## Data supplied
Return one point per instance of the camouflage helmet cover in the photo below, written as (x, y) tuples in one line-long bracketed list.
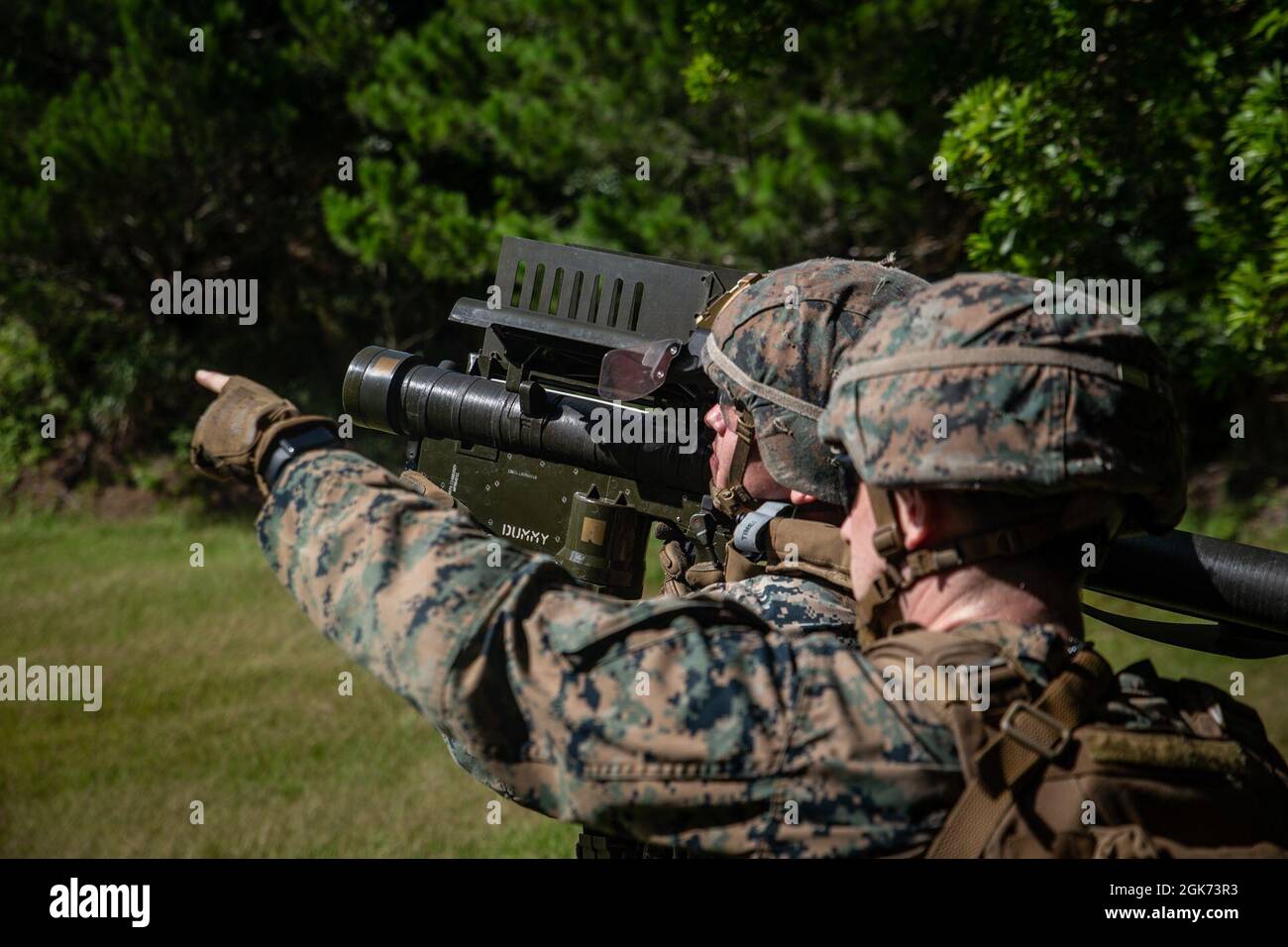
[(774, 350), (1030, 402)]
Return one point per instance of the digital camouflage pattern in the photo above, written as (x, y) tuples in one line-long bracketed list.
[(787, 331), (683, 722), (1014, 428), (793, 603)]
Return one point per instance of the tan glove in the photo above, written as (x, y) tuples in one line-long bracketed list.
[(681, 574), (239, 428)]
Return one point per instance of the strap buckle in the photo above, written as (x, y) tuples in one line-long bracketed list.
[(1048, 751)]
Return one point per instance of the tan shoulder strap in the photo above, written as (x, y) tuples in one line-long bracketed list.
[(1031, 735), (809, 547)]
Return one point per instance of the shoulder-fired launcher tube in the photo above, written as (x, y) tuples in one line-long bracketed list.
[(398, 393), (1201, 577)]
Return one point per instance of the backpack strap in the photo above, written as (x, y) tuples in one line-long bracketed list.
[(1030, 736)]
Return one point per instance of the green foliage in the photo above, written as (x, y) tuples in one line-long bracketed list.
[(224, 163), (26, 382), (1117, 162)]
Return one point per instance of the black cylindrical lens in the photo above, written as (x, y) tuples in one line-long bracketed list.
[(398, 393), (373, 388)]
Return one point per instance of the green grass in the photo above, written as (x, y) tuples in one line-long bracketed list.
[(217, 688)]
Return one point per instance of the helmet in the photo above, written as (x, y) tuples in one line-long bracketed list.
[(773, 351), (970, 385), (966, 385)]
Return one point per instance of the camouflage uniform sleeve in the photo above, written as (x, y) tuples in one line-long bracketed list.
[(585, 707)]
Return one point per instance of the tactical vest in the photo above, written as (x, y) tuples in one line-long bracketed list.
[(784, 547), (1047, 775), (780, 547)]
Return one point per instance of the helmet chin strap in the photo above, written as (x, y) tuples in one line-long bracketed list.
[(733, 500), (879, 612)]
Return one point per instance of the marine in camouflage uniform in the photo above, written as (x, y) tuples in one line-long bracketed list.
[(772, 354), (686, 722)]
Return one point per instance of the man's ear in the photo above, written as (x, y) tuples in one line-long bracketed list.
[(919, 518)]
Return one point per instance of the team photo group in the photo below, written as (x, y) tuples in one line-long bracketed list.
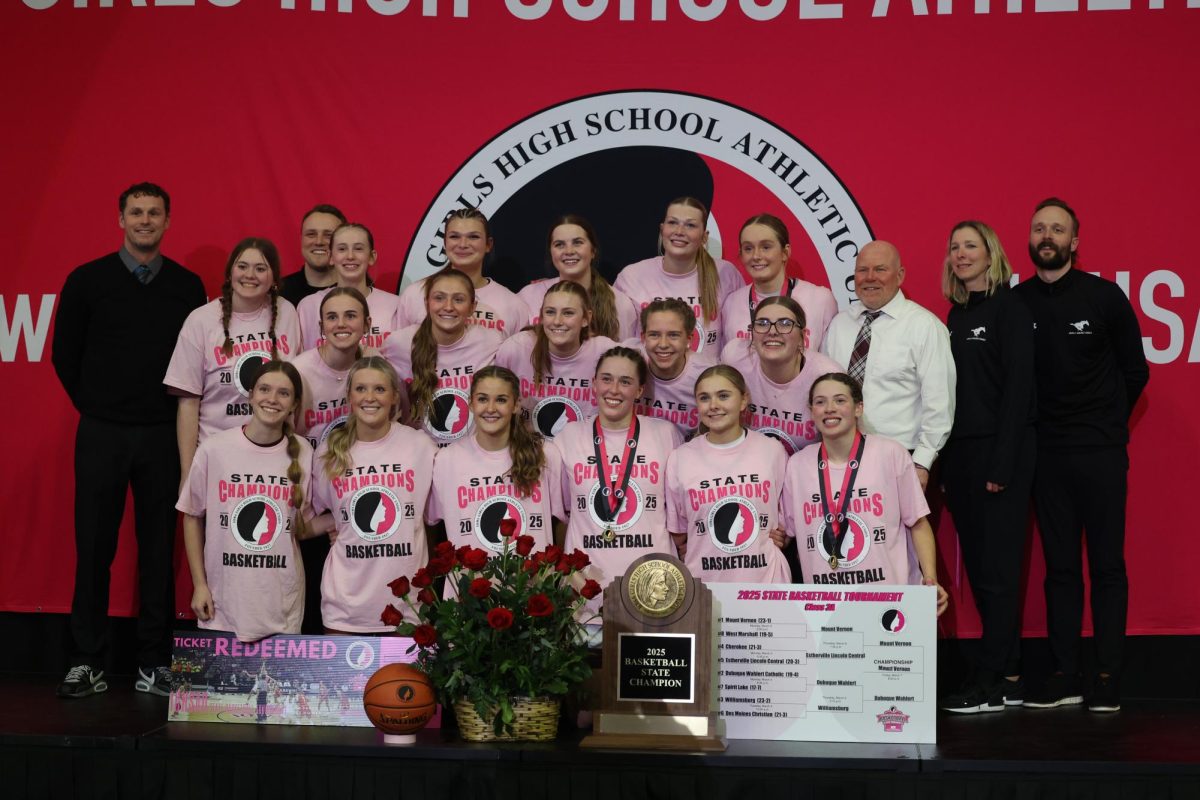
[(317, 431)]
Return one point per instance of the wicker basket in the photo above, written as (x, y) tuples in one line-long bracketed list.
[(535, 719)]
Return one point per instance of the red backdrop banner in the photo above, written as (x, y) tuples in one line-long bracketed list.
[(852, 120)]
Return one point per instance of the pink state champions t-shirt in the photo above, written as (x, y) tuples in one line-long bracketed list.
[(384, 310), (251, 558), (726, 500), (628, 312), (886, 501), (473, 492), (564, 394), (647, 281), (675, 400), (450, 417), (780, 410), (199, 366), (817, 302), (496, 307), (378, 505), (640, 524), (325, 405)]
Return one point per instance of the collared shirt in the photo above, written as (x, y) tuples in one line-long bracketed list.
[(132, 264), (909, 386)]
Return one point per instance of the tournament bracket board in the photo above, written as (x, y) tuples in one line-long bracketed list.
[(827, 663)]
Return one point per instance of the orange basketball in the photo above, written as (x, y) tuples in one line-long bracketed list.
[(399, 699)]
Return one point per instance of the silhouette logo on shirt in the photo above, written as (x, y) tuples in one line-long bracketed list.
[(246, 368), (732, 524), (375, 513), (256, 523), (893, 620), (491, 513), (553, 413), (855, 545), (628, 513), (780, 437), (449, 417)]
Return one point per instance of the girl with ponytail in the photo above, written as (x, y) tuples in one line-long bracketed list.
[(685, 270), (556, 361), (575, 254), (353, 254), (241, 536), (373, 477), (223, 343), (467, 244), (504, 480), (437, 356)]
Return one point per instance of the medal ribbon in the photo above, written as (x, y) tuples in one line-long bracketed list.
[(615, 491), (839, 523)]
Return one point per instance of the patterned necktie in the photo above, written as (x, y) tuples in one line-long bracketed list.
[(862, 347)]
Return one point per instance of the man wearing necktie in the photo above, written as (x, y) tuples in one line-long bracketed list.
[(114, 331), (901, 355)]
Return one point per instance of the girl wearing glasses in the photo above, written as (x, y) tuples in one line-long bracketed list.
[(779, 372)]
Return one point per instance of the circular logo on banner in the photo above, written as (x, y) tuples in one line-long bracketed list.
[(780, 437), (551, 414), (359, 655), (375, 513), (856, 543), (257, 522), (246, 368), (893, 620), (628, 513), (449, 417), (732, 524), (612, 138), (489, 517)]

## Aim of the task
In your copy, include every record word for word but no pictures.

## Output of the task
Return one point per instance of the camouflage helmet cover in the photo below, written as (x, y) tuples in one line-long bracketed list.
[(774, 350), (1030, 402)]
Return one point per instance of the digital camouflage pattern in the photo above, written as (x, y) tuples in one line-long bracketed list.
[(787, 331), (683, 722), (1014, 428), (793, 603)]
Return one point per instance of the tan glove in the photo above, written as (x, y) tuples in one line-long bracketed list.
[(681, 574), (239, 428)]
Return one point per instance of the strap buckle in the photo above, written as (x, y) tuples in one line-long bracketed list.
[(1048, 751)]
Return one point per instance of the tan shoulder strap in the photo above, written as (x, y) tuples in one line-long bracketed list.
[(1031, 735), (809, 547)]
Return one point per instance of the shoulder-fired launcher tube in the photo above, written as (x, y) tuples in one line-long bracketed list.
[(398, 393), (1201, 577)]
Return one point per instance of the backpack strap in the photo above, written as (x, y) tuples in one line-long bracketed list.
[(1030, 736)]
Return one point per instance of the green foliage in the photo above, written as (x, y) tuples in one line-long bracketed list.
[(224, 163), (26, 382), (1117, 162)]
Return one point per instance of the black cylindrical lens in the photo above, written as (x, y) tuples in one line-long bracketed list.
[(398, 393), (373, 388)]
Return one point per instance of the green grass in the photo above, written as (x, y) tuples in one line-long bracketed list.
[(217, 688)]
Return one point per instance of the helmet in the photo above, written as (x, y) tuples in one line-long bracketed list.
[(773, 351), (970, 385), (966, 385)]
Return one point per instance of the camouflage uniform sleeve in the photo above, written as (x, y) tuples in one line-long bracketed list.
[(585, 707)]
Return one point per instance of the tactical vest in the photo above, written as (x, y) tuples in one line-long bracketed list.
[(784, 547), (1047, 775), (780, 547)]
Return one point per instance of the helmet chin strap in the photo above, written as (x, y) tuples in one line-long bracketed list.
[(733, 500), (879, 612)]
Return one point per instance of the marine in camouflage uniform in the photo above, written as (x, y) tuples in one line-long bracketed list.
[(772, 354), (686, 722)]
Return one point per instance of the man's ear in the photo above, written as (x, y) tuples in one line-long bracketed list.
[(919, 518)]
Return one point per instance of the team photo group in the photo below, written as (x, y) tuples in one line-long bracketed list.
[(317, 431)]
Return one point per instance of the wicker basket in the photo above, written as (x, y) tuples in one line-long bracketed list.
[(535, 719)]
Return one point per instance of the red backdrop banner in the photo above, written as (x, y) tuples in one line-long bracketed list.
[(852, 120)]
Return one point per instance of the pink state champions t-shirt in the photo above, written as (x, y) tuples in one line-long bracketed list.
[(384, 310), (251, 558), (726, 500), (628, 312), (886, 501), (473, 492), (564, 394), (647, 281), (675, 400), (450, 417), (780, 410), (199, 366), (817, 302), (496, 307), (378, 505), (640, 524), (325, 405)]
Return one point per instance of the collared shirt in the photo above, written as (x, y) tuples in one line-long bracketed list.
[(132, 264), (909, 386)]
Return one point per instance of the tournament bracket board in the photo above, written as (x, y) tuples in one line-long bracketed list.
[(827, 663)]
Return one point per instance of the orange basketball in the photo above, written as (x, y) tuples in one line-long bracketed list.
[(399, 699)]
Return one point per instance of the silhouette logo on shirt in the photo above, written as (x, y) tuples in one line-long bracketed list.
[(246, 368), (732, 524), (375, 513), (256, 523), (893, 620), (491, 513), (553, 413), (855, 545), (628, 513), (780, 437), (449, 417)]
Return one point per instance of the girl with ponytail in the photo above, written as (x, y) tuples in one line-long bracketed list.
[(685, 270), (556, 361), (575, 254), (353, 254), (241, 536), (373, 477), (223, 343), (467, 244), (504, 480), (437, 356)]
Return one point per instance of the medal ribbon in the photo above, written as (x, y) tuples in one line-long bracketed list.
[(615, 491), (839, 523)]
Return one point per instance of the patterned necktie in the photo above, written as (x, y) tuples in one line-long bracketed list.
[(862, 347)]
Return one point per instance of the man wearing necktie in the photo above, written as (x, y) tuples in one line-long bracketed list.
[(114, 331), (901, 355)]
Return one point per instance of the girl wearing glasses in the photo above, written as (x, y) tuples in one line-long bracketed list.
[(779, 372)]
Return one point per instance of the circular logo on banner in the photo above, written as (x, y) tuples in one line-long bracketed list.
[(780, 437), (551, 414), (359, 655), (375, 513), (856, 543), (257, 522), (246, 368), (893, 620), (628, 513), (449, 417), (732, 524), (612, 138), (489, 517)]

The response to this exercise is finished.